-- To do --
Print the range of lines that opens with the line containing "Practice step: find the eyelash" and closes with the last line of the listing. Include both ends; print nothing more.

-- Entries supplied --

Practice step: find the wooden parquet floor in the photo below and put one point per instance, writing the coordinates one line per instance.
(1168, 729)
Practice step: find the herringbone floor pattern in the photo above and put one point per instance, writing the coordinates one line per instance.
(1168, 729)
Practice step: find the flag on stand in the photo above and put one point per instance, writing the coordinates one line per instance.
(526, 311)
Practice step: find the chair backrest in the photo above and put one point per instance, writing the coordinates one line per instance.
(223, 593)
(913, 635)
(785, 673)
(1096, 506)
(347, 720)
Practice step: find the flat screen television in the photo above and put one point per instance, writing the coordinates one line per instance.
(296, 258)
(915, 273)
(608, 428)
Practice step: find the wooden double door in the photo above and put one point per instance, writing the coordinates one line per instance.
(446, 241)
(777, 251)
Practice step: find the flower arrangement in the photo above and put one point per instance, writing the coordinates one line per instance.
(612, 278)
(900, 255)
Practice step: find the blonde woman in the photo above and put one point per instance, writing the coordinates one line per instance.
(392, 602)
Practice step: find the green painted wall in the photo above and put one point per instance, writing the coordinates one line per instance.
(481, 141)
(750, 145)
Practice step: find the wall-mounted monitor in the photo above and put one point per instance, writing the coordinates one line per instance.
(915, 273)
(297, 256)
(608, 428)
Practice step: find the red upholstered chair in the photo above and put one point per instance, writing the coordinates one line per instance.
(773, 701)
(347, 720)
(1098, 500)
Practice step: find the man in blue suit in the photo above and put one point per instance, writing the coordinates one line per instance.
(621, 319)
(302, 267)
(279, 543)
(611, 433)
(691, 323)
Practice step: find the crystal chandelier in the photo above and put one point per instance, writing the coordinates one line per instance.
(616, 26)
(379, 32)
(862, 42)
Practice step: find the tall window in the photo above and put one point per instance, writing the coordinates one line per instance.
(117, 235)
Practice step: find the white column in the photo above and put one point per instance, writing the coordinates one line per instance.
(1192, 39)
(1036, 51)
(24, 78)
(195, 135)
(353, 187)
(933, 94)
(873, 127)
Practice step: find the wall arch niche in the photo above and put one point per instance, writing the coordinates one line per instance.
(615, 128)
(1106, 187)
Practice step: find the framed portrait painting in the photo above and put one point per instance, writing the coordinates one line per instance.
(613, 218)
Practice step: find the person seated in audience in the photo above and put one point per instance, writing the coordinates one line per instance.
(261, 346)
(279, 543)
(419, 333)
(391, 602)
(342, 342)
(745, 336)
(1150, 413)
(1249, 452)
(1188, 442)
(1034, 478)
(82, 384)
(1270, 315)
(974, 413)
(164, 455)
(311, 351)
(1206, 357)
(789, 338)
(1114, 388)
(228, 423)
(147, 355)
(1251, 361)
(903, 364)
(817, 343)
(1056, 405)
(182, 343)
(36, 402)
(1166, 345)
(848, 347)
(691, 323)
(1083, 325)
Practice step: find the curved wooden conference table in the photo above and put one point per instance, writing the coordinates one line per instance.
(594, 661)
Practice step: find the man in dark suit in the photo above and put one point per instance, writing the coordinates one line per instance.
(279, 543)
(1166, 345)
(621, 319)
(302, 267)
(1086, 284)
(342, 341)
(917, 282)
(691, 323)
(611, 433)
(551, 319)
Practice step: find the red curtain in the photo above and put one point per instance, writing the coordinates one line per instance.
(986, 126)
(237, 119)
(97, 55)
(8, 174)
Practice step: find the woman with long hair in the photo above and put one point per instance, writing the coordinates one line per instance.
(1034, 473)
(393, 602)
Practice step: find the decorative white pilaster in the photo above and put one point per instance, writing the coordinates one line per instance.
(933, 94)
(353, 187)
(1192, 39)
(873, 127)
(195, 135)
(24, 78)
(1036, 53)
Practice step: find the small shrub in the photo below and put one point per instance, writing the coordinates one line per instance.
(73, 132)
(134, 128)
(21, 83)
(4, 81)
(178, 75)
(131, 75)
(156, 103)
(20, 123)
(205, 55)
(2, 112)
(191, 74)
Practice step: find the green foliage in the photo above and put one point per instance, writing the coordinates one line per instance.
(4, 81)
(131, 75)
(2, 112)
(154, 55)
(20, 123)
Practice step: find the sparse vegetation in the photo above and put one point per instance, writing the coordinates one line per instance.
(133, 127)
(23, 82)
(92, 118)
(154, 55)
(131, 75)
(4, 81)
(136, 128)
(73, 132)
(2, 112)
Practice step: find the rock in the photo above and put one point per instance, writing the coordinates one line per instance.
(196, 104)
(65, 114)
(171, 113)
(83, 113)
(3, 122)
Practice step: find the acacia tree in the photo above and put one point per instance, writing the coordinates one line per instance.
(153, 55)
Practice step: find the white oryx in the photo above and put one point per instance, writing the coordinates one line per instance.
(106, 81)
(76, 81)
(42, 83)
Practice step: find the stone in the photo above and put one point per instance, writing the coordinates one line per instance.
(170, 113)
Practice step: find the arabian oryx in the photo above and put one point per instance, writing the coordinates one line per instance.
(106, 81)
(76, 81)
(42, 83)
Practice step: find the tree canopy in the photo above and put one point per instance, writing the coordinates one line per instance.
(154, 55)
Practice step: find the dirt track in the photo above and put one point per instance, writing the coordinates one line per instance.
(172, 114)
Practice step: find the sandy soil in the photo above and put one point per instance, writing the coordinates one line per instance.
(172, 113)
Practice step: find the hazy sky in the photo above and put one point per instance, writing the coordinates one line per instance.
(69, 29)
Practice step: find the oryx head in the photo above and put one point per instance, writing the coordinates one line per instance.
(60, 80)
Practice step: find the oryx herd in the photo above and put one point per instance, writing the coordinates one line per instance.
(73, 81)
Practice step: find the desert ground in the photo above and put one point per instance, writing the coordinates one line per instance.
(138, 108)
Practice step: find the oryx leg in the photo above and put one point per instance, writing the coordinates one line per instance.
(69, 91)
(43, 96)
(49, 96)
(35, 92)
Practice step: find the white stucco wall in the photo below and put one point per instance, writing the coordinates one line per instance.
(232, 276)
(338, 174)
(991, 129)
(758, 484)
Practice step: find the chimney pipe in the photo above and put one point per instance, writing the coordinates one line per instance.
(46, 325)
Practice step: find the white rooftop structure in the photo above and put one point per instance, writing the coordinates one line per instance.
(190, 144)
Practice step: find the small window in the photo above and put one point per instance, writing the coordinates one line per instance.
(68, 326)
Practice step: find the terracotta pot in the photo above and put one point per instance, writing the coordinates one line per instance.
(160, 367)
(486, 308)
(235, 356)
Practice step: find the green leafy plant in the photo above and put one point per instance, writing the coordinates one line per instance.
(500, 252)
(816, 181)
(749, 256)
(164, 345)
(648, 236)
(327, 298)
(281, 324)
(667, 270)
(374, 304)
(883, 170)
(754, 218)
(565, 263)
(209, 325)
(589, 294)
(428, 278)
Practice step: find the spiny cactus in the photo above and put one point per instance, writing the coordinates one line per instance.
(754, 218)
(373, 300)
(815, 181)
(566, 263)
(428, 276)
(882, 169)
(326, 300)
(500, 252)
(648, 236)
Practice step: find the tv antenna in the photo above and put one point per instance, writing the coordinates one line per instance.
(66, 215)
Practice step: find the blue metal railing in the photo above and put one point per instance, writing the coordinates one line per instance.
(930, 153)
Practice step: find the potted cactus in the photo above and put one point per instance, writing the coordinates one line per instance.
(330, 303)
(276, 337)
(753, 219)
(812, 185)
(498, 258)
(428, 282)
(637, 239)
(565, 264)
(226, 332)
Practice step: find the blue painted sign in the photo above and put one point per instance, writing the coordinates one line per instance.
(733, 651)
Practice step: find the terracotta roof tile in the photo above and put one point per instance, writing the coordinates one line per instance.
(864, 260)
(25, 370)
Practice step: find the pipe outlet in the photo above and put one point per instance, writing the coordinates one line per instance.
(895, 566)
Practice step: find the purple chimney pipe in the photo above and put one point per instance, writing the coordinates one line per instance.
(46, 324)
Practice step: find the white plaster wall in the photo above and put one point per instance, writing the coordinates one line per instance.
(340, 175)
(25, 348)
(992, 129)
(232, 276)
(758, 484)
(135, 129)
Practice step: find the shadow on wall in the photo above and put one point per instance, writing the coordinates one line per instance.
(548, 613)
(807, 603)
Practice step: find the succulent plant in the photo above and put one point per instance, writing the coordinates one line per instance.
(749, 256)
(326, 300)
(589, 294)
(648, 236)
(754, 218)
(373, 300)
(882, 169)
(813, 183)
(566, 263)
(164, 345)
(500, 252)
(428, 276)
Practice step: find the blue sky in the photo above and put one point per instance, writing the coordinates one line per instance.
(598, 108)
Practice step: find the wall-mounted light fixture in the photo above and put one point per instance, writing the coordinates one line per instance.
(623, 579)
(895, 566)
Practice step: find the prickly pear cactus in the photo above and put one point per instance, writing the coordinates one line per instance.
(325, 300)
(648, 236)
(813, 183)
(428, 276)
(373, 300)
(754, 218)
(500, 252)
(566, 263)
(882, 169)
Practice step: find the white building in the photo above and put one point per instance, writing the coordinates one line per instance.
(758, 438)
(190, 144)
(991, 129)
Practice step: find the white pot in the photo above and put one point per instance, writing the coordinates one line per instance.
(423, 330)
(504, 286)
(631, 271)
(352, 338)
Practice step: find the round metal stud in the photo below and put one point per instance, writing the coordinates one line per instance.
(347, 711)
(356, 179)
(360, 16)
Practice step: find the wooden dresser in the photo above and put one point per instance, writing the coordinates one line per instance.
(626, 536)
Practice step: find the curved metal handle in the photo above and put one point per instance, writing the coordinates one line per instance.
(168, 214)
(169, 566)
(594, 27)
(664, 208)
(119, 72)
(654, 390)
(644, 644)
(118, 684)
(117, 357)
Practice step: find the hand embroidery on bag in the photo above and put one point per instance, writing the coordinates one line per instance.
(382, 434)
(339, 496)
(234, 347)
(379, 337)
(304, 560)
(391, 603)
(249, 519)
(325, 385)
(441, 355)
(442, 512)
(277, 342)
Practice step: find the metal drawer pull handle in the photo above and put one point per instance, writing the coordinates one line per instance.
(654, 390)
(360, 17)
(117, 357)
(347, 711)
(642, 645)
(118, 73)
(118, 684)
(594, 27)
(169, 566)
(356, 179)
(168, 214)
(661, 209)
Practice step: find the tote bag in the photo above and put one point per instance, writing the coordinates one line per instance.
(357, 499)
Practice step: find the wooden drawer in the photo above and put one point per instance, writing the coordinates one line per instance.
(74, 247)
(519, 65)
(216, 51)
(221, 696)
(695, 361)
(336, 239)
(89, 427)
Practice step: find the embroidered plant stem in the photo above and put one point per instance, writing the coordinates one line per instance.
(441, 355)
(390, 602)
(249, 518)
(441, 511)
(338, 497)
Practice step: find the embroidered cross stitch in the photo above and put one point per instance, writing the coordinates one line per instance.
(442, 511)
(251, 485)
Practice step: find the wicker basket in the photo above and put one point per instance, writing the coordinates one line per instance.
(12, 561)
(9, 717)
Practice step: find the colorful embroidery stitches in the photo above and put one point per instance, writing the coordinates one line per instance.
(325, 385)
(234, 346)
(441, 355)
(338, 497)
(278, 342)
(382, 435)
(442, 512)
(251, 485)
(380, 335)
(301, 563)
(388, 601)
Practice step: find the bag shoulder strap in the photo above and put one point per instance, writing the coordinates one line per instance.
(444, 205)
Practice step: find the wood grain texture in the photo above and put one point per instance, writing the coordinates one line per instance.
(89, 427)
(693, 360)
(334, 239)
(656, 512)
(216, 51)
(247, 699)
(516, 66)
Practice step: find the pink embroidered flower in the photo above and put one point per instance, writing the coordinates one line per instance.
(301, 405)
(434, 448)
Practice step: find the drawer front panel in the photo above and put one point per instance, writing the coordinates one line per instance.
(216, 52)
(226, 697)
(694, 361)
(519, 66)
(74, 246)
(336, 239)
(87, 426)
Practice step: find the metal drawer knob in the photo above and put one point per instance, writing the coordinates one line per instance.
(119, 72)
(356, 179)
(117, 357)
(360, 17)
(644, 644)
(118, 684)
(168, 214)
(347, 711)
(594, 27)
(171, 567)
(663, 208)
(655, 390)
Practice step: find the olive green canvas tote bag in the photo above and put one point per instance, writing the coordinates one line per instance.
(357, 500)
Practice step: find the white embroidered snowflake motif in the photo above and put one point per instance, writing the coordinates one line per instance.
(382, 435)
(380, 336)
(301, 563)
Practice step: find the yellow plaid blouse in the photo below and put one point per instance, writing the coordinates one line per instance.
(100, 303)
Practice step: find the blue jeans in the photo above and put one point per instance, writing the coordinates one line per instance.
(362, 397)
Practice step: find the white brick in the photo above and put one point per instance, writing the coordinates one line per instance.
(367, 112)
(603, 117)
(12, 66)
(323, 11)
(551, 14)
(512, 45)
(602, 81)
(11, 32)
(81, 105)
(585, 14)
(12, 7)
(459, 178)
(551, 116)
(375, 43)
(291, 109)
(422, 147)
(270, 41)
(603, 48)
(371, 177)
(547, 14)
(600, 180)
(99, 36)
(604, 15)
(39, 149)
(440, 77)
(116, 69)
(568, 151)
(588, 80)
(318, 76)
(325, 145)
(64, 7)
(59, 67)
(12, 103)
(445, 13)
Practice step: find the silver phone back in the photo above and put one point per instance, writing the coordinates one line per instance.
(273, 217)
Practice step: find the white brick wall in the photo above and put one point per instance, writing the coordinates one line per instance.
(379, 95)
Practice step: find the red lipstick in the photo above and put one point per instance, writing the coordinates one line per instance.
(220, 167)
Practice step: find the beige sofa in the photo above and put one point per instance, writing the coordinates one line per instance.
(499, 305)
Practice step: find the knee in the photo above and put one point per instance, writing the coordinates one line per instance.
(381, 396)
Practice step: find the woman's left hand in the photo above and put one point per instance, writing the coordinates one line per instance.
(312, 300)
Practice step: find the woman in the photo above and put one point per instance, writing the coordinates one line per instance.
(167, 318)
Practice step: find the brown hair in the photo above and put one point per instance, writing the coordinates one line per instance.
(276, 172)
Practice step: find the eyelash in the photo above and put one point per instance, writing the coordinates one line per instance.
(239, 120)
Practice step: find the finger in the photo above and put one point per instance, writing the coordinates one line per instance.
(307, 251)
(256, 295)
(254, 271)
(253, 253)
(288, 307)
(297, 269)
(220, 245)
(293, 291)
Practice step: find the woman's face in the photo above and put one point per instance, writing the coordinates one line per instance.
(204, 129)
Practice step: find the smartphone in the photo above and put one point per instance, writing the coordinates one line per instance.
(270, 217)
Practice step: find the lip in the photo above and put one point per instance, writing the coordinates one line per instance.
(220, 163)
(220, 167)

-- Expected answer --
Practice step: find the eyelash in the photo above and put one point per instance, writing the coordinates one line per instance.
(239, 120)
Practice step: find the finger in the photo above and put one point per instance, writing the coordinates one line per instance.
(307, 251)
(256, 295)
(254, 271)
(253, 253)
(288, 307)
(297, 269)
(220, 245)
(293, 291)
Practice step: find the woman's face in the photo above and put one point per instance, writing the coordinates one line per instance.
(204, 129)
Practice step: find the smartphone in the photo above and put one point per instance, writing the coordinates one line per instance.
(270, 217)
Practice step: find the lip in the photo above and put one point per instance, writing the coordinates one line per instance.
(220, 163)
(220, 167)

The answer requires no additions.